GIVEN RECORDS >>
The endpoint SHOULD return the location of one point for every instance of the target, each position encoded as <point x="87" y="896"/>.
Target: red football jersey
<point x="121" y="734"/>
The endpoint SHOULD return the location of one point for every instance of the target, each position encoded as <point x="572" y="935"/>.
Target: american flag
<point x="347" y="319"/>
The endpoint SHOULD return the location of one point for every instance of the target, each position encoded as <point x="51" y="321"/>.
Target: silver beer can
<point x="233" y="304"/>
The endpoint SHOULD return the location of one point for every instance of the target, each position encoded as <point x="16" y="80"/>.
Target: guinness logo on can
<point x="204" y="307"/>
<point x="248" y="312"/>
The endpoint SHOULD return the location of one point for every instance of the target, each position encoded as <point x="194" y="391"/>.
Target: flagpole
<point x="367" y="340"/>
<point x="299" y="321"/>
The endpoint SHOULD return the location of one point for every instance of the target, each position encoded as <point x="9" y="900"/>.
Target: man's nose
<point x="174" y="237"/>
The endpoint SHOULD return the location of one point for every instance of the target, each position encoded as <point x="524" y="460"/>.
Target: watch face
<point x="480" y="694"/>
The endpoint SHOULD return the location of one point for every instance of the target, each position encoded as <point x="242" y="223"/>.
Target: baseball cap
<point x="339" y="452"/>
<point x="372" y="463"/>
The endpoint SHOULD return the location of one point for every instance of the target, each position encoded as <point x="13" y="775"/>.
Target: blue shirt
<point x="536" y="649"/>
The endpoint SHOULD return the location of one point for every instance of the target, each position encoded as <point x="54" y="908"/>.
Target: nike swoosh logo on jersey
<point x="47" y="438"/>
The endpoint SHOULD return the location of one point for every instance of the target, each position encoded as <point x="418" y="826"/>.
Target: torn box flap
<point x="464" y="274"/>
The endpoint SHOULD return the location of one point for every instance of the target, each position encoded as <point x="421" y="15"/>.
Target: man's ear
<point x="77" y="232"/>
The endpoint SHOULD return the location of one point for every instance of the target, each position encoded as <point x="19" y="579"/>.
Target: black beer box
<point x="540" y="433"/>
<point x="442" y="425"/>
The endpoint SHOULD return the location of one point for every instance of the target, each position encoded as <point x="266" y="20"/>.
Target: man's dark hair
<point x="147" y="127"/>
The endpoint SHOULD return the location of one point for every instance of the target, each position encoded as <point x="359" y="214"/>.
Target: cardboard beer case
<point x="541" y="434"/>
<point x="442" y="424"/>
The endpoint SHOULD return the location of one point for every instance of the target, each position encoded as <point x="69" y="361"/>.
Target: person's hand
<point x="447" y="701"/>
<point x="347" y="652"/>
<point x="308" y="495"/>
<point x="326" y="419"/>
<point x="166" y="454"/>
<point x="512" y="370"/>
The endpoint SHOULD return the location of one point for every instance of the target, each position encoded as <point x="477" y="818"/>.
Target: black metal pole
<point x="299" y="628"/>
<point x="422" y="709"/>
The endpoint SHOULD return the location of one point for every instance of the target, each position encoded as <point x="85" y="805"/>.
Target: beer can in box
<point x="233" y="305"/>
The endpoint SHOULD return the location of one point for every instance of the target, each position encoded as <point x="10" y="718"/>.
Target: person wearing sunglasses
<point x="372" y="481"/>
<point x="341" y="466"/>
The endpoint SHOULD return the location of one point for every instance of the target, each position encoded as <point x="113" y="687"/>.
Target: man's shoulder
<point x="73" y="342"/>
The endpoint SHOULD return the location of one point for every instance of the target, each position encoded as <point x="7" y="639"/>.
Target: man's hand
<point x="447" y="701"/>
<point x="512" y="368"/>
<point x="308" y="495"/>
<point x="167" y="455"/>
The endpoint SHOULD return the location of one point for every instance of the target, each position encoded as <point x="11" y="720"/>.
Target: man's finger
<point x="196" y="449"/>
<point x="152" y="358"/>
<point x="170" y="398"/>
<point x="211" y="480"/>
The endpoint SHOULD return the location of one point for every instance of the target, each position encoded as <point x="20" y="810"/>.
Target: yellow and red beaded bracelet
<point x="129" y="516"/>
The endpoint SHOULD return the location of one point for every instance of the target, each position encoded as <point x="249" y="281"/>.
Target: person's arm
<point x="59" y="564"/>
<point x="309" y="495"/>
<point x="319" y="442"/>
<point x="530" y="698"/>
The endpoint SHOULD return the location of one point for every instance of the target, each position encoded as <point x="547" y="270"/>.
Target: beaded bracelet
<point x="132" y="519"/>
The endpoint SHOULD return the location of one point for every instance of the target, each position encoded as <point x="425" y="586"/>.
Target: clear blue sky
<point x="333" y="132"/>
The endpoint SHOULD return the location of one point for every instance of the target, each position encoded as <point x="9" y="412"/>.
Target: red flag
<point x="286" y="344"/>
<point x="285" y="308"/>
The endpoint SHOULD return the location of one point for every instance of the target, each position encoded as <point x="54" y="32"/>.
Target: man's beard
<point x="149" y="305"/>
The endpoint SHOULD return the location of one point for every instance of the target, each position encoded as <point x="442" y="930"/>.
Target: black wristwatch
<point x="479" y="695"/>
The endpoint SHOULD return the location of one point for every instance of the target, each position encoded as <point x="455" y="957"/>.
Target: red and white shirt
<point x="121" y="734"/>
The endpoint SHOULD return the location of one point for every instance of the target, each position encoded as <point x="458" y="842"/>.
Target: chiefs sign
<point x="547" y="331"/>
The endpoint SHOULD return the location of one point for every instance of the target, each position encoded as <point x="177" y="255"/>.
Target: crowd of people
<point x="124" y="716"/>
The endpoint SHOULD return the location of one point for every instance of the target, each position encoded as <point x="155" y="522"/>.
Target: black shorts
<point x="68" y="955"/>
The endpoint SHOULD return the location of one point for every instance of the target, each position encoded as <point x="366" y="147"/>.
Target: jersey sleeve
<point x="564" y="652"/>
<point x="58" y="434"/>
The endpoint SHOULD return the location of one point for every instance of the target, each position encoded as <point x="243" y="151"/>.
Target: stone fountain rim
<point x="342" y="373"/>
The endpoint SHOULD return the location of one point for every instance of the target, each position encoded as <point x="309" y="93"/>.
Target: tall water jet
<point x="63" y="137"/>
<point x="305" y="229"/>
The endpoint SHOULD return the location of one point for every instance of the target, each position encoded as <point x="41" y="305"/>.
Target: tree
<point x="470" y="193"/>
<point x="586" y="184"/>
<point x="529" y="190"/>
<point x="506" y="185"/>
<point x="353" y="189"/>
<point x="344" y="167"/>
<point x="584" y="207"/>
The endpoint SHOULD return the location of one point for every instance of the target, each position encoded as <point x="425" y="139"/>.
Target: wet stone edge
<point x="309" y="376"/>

YOUR TASK >> Retype the listing above in full, with no alterations.

EXERCISE OUTPUT >>
The endpoint SHOULD return the location of one point for every instance of the target, each position encoded as <point x="87" y="896"/>.
Target: red football jersey
<point x="121" y="734"/>
The endpoint SHOULD return the location of one point for every instance of the target, each position encoded as <point x="572" y="935"/>.
Target: american flag
<point x="347" y="319"/>
The endpoint SHOULD return the location of one point for every instance of the target, each position encoded as <point x="51" y="321"/>.
Target: silver beer can
<point x="233" y="304"/>
The endpoint SHOULD return the location of one point for every instance of the target, each position encoded as <point x="16" y="80"/>.
Target: guinness logo on can
<point x="204" y="307"/>
<point x="248" y="312"/>
The endpoint SHOULD return the location of one point for every instance of the target, each position encoded as <point x="194" y="391"/>.
Target: flagpole
<point x="367" y="340"/>
<point x="299" y="321"/>
The endpoint SHOULD return the location of one point for every instance of the target, each position encoded as <point x="9" y="900"/>.
Target: man's nose
<point x="174" y="237"/>
The endpoint SHOULD return the location of one point for every instance of the target, each position encoded as <point x="524" y="460"/>.
Target: watch face
<point x="480" y="694"/>
The endpoint SHOULD return the location of one point for every instance of the target, each position encoded as <point x="242" y="223"/>.
Target: baseball cap
<point x="339" y="452"/>
<point x="372" y="463"/>
The endpoint SHOULD return the location of one point for every instance of the target, each position encoded as <point x="13" y="775"/>.
Target: blue shirt
<point x="536" y="649"/>
The endpoint SHOULD return the location of one point for every instance of the target, each position encoded as <point x="54" y="908"/>.
Target: nike swoosh logo on jersey
<point x="47" y="438"/>
The endpoint SHOULD return the location of one point for every instance of the target, each position encoded as <point x="418" y="826"/>.
Target: torn box flap
<point x="464" y="274"/>
The endpoint SHOULD return the location of one point for every instance of the target, each position encoded as <point x="421" y="15"/>.
Target: man's ear
<point x="77" y="232"/>
The endpoint SHOULD return the location of one point for every instance of the target, each position encoded as <point x="19" y="579"/>.
Target: black beer box
<point x="540" y="433"/>
<point x="442" y="425"/>
The endpoint SHOULD return the location of one point for every instance of the target, each position encoded as <point x="266" y="20"/>.
Target: man's dark hair
<point x="147" y="127"/>
The endpoint SHOULD return the location of one point for every instance of the target, each position encoded as <point x="359" y="214"/>.
Target: cardboard beer case
<point x="541" y="434"/>
<point x="442" y="424"/>
The endpoint SHOULD return the location of one point for every instance of the target, each position encoded as <point x="69" y="361"/>.
Target: person's hand
<point x="447" y="701"/>
<point x="347" y="652"/>
<point x="308" y="495"/>
<point x="326" y="419"/>
<point x="166" y="454"/>
<point x="512" y="370"/>
The endpoint SHOULD return the location of one point for every instance of the target, each position encoded as <point x="477" y="818"/>.
Target: black metal pole
<point x="299" y="628"/>
<point x="422" y="709"/>
The endpoint SHOULD return the location of one point for every instance of the target, each position encoded as <point x="85" y="805"/>.
Target: beer can in box
<point x="233" y="305"/>
The endpoint SHOULD return the location of one point for every instance of the target, each position encoded as <point x="10" y="718"/>.
Target: person wearing sunglasses
<point x="372" y="481"/>
<point x="341" y="466"/>
The endpoint SHOULD return the location of one point for every instance of the target, each position encoded as <point x="113" y="687"/>.
Target: man's shoulder
<point x="73" y="342"/>
The endpoint SHOULD return the location of one point for every instance of the target, each position encoded as <point x="7" y="639"/>.
Target: man's hand
<point x="447" y="701"/>
<point x="512" y="368"/>
<point x="308" y="495"/>
<point x="167" y="455"/>
The endpoint SHOULD return the location of one point for every instance of the target, each position encoded as <point x="11" y="720"/>.
Target: man's finger
<point x="196" y="449"/>
<point x="152" y="358"/>
<point x="170" y="398"/>
<point x="211" y="480"/>
The endpoint SHOULD return the location of one point for every instance of the target, each position encoded as <point x="20" y="810"/>.
Target: yellow and red beaded bracelet
<point x="129" y="516"/>
The endpoint SHOULD return the location of one point for every instance of the target, each position encoded as <point x="249" y="281"/>.
Target: person's arm
<point x="59" y="564"/>
<point x="309" y="495"/>
<point x="319" y="442"/>
<point x="530" y="698"/>
The endpoint SHOULD return the location of one point for every instance of the target, each position encoded as <point x="547" y="270"/>.
Target: beaded bracelet
<point x="132" y="519"/>
The endpoint SHOULD return the location of one point for every instance of the target, each position encoded as <point x="425" y="586"/>.
Target: clear blue sky
<point x="333" y="132"/>
The endpoint SHOULD return the location of one point for every instance of the target, each position encoded as <point x="9" y="412"/>.
Target: red flag
<point x="286" y="344"/>
<point x="285" y="308"/>
The endpoint SHOULD return the location of one point for every instance of the target, each position encoded as <point x="54" y="32"/>.
Target: man's beard
<point x="149" y="305"/>
The endpoint SHOULD return the location of one point for every instance of the target, each position encoded as <point x="442" y="930"/>.
Target: black wristwatch
<point x="479" y="695"/>
The endpoint SHOULD return the location of one point for every instance of the target, each position encoded as <point x="455" y="957"/>.
Target: red and white shirt
<point x="121" y="734"/>
The endpoint SHOULD return the location of one point for every instance of the target, each position encoded as <point x="458" y="842"/>.
Target: chiefs sign
<point x="547" y="331"/>
The endpoint SHOULD return the location of one point for every instance of the target, each position encoded as <point x="177" y="255"/>.
Target: crowd of people
<point x="124" y="716"/>
The endpoint SHOULD return the location of one point for every instance of the target, each position encoded as <point x="155" y="522"/>.
Target: black shorts
<point x="68" y="955"/>
The endpoint SHOULD return the location of one point for every instance of the target, each position encoded as <point x="366" y="147"/>.
Target: jersey sleeve
<point x="564" y="652"/>
<point x="58" y="434"/>
The endpoint SHOULD return the location of one point for every instance of the target, each position encoded as <point x="243" y="151"/>.
Target: stone fountain rim
<point x="342" y="373"/>
The endpoint SHOULD return the location of one point for every instance of the target, each position encoded as <point x="309" y="93"/>.
Target: tall water jet
<point x="63" y="137"/>
<point x="305" y="229"/>
The endpoint SHOULD return the location of one point for every instance of the target, each position encoded as <point x="41" y="305"/>.
Target: tree
<point x="470" y="193"/>
<point x="586" y="184"/>
<point x="529" y="190"/>
<point x="506" y="185"/>
<point x="353" y="189"/>
<point x="344" y="167"/>
<point x="584" y="207"/>
The endpoint SHOULD return the location of one point for every instance of the target, each position encoded as <point x="425" y="139"/>.
Target: wet stone edge
<point x="309" y="376"/>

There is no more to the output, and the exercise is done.